Pubblicato: 12 febbraio 2013 in Ray School

Alcuni giorni fa mi si è aperta un’occasione, un’occasione che non è stata offerta soltanto a me, ma a centinaia, forse migliaia di persone.
Nonostante ciò, ho potuto assaporare, toccare concretamente un’occasione.
Credo di non averci speso neppure un minuto a riflettere. O forse un minuto si, ma non oltre, e se l’ho fatto è soltanto perché mi sono ritrovato spiazzato, schiacciato dietro una vita di nulla, di vuoto, dove non è mai accaduto dannatamente niente di tanto grande da potermi cambiare la vita, se non in negativo.
Ho subito colto la palla al balzo, ho subito accettato, e inviato la domanda, accolta, per accedere a questa occasione.
Non ne parlerò apertamente, perché non voglio smorzare l’entusiasmo di una cosa che, so quasi per certo, non potrò mai fare.
Ho sempre visto un bicchiere mezzo vuoto, ma forse questo è stato uno dei miei più grandi limiti.
Ho imparato col tempo che bisogna avere un po’ di fiducia in se stessi, per vivere, ed io questa fiducia non ce l’ho mai avuta.
Eppure, alcuni a volte mi hanno detto che sono bravo, che in certe cose sono competente. Non mi sono mai fidato degli apprezzamenti altrui, dietro i quali c’è il pericolo che si nasconda la pietà, e la menzogna di conseguenza, pur di “far piacere” o non avvilire.
Ma costoro, gli altri, ogni volta che apprezzavano qualcosa di me, restavano ignoranti di fronte alla negatività che io nutrivo nei miei confronti. Di conseguenza, non ho mai potuto capire se quelle lodi fossero sincere o meno.
Mi fidavo solamente di me stesso, ma come realizzare un parere oggettivo basato su me soltanto, se io ero talmente negativo?
Poi col tempo è scattato qualcosa. Credo sia stato ai tempi in cui mi sono messo a scrivere il mio primo vero romanzo impegnato, Impero, che tra l’altro non ho mai pubblicato ma vorrei farlo.
Lì per la prima volta è accaduta una scintilla: qualcosa fatto da me, creato con le mie mani, mi piaceva.
E mi prendeva gusto assaporarlo, continuarlo, rifletterci, farlo leggere agli altri.
Ed ecco che i ruoli improvvisamente hanno iniziato ad invertirsi: qualcuno ha iniziato ad osservare le mie opere in maniera oggettiva, criticandole se andavan criticate, ed io a difenderle.
Da allora, ho capito che non solo io, ma chiunque metta della buona volontà in ciò che fa, non produce merda. Perché produce sentimento. Se qualcosa è fatto col cuore, con l’anima, non può essere spazzatura. Anche fosse il prodotto più brutto di questo mondo.

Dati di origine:
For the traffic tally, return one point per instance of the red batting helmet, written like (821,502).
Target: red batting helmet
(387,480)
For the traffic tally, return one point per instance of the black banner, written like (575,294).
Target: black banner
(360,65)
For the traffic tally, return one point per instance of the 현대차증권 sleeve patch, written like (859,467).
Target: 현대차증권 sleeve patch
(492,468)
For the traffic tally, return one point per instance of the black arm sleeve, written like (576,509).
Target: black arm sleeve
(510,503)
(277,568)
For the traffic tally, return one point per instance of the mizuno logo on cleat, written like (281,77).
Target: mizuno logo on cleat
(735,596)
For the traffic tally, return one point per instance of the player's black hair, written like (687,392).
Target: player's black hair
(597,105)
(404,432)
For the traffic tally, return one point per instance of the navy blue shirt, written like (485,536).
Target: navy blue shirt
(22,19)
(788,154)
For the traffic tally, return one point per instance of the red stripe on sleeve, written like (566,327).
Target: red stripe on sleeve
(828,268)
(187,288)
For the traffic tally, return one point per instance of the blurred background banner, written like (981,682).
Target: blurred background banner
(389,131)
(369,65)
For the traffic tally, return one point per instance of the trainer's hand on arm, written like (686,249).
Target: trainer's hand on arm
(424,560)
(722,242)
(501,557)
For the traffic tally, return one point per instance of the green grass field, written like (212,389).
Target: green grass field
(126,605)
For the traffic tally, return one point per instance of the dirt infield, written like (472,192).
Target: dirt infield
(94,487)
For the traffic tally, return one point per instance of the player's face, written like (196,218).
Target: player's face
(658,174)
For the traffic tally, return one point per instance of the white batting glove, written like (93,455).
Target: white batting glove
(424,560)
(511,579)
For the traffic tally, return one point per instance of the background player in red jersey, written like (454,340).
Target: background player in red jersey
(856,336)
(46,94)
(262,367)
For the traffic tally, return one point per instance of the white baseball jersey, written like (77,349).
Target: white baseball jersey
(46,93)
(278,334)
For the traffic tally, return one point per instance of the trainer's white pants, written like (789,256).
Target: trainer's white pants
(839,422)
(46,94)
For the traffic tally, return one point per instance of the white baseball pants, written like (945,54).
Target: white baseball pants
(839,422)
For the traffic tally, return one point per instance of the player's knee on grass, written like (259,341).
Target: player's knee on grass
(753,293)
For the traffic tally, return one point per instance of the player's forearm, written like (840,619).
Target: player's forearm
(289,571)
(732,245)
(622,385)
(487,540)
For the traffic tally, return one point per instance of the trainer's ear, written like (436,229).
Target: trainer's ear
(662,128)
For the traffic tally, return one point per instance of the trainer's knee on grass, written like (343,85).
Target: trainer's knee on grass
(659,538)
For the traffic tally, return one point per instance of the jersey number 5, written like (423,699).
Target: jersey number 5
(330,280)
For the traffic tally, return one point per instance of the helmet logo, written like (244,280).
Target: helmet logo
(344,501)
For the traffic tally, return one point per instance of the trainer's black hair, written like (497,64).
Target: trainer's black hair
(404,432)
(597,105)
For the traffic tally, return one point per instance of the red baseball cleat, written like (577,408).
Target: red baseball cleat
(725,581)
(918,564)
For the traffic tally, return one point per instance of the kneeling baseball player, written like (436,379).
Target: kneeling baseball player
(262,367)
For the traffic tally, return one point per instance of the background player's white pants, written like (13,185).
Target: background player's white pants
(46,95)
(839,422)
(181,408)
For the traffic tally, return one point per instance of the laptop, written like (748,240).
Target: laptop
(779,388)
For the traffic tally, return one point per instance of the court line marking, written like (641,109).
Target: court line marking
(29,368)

→ Lavoro richiesto:
1. Rispondi in base all'estratto:
(a) In quale data è stato pubblicato?
(b) Qual è il titolo del primo vero romanzo impegnato di chi scrive?
(c) A quante persone, oltre a chi scrive, è stata offerta l'occasione?
2. Ricopia dall'estratto il brano compreso tra "Ho subito colto" e "potrò mai fare.", estremi inclusi.

→ Risposte fornite:
1.
(a) Il 12 febbraio 2013.
(b) Impero.
(c) A centinaia, forse migliaia di persone.

2.
Ho subito colto la palla al balzo, ho subito accettato, e inviato la domanda, accolta, per accedere a questa occasione.
Non ne parlerò apertamente, perché non voglio smorzare l’entusiasmo di una cosa che, so quasi per certo, non potrò mai fare.